- **Task goal**
Format each of the records below as a row in a Markdown table with two columns, "Row" for the row number and "Record" for the line, and leave out any blank lines.

- **Entries**
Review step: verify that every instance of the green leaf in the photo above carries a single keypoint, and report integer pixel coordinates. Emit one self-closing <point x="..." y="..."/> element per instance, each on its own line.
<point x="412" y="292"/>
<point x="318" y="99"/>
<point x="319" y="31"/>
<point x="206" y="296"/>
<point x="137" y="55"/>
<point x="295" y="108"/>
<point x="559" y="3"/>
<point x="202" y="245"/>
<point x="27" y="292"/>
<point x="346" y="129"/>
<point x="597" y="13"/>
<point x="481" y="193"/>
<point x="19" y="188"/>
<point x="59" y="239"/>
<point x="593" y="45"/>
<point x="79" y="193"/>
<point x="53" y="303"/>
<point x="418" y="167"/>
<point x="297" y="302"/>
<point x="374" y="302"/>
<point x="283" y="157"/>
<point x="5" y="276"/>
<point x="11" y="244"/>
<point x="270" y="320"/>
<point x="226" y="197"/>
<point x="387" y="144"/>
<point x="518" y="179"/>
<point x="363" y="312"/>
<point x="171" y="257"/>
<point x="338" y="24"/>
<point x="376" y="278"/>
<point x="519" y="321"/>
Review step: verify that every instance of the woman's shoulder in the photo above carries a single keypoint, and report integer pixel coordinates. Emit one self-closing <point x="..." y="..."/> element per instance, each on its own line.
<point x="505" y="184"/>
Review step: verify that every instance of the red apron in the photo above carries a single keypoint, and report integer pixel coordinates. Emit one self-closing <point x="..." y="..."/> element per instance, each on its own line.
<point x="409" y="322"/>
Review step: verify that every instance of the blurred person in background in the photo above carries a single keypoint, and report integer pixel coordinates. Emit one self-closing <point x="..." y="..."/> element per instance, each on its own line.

- **Completed task**
| Row | Record |
|---|---|
| 1 | Review step: verify that every instance of the green leaf in the photo above carries a single keypoint, and report integer pixel coordinates. Emit one self-closing <point x="..." y="..."/> element per instance, each on its own line. |
| 2 | <point x="412" y="292"/> |
| 3 | <point x="318" y="99"/> |
| 4 | <point x="319" y="31"/> |
| 5 | <point x="206" y="296"/> |
| 6 | <point x="137" y="55"/> |
| 7 | <point x="295" y="108"/> |
| 8 | <point x="559" y="3"/> |
| 9 | <point x="202" y="245"/> |
| 10 | <point x="27" y="292"/> |
| 11 | <point x="346" y="129"/> |
| 12 | <point x="597" y="13"/> |
| 13 | <point x="481" y="193"/> |
| 14 | <point x="19" y="188"/> |
| 15 | <point x="59" y="239"/> |
| 16 | <point x="593" y="45"/> |
| 17 | <point x="79" y="193"/> |
| 18 | <point x="53" y="303"/> |
| 19 | <point x="418" y="167"/> |
| 20 | <point x="297" y="302"/> |
| 21 | <point x="374" y="302"/> |
| 22 | <point x="283" y="157"/> |
| 23 | <point x="5" y="276"/> |
| 24 | <point x="11" y="244"/> |
| 25 | <point x="270" y="320"/> |
| 26 | <point x="226" y="197"/> |
| 27 | <point x="387" y="144"/> |
| 28 | <point x="518" y="179"/> |
| 29 | <point x="363" y="312"/> |
| 30 | <point x="171" y="257"/> |
| 31 | <point x="338" y="24"/> |
| 32 | <point x="376" y="278"/> |
| 33 | <point x="519" y="321"/> |
| 34 | Review step: verify that every instance of the woman's shoulder in the photo above carries a single keypoint, and report integer pixel coordinates. Emit one self-closing <point x="..." y="..."/> element per instance, each on its own line. |
| 35 | <point x="505" y="184"/> |
| 36 | Review step: verify that every instance of the red apron in the photo above carries a single keypoint, and report integer pixel coordinates. Emit one self-closing <point x="..." y="..."/> element per instance, each on its own line. |
| 37 | <point x="409" y="322"/> |
| 38 | Review step: verify that every instance of the blurred person in background in the photo above carries a single keypoint, and report integer pixel coordinates. Emit one self-closing <point x="..." y="..."/> element per instance, each on its own line. |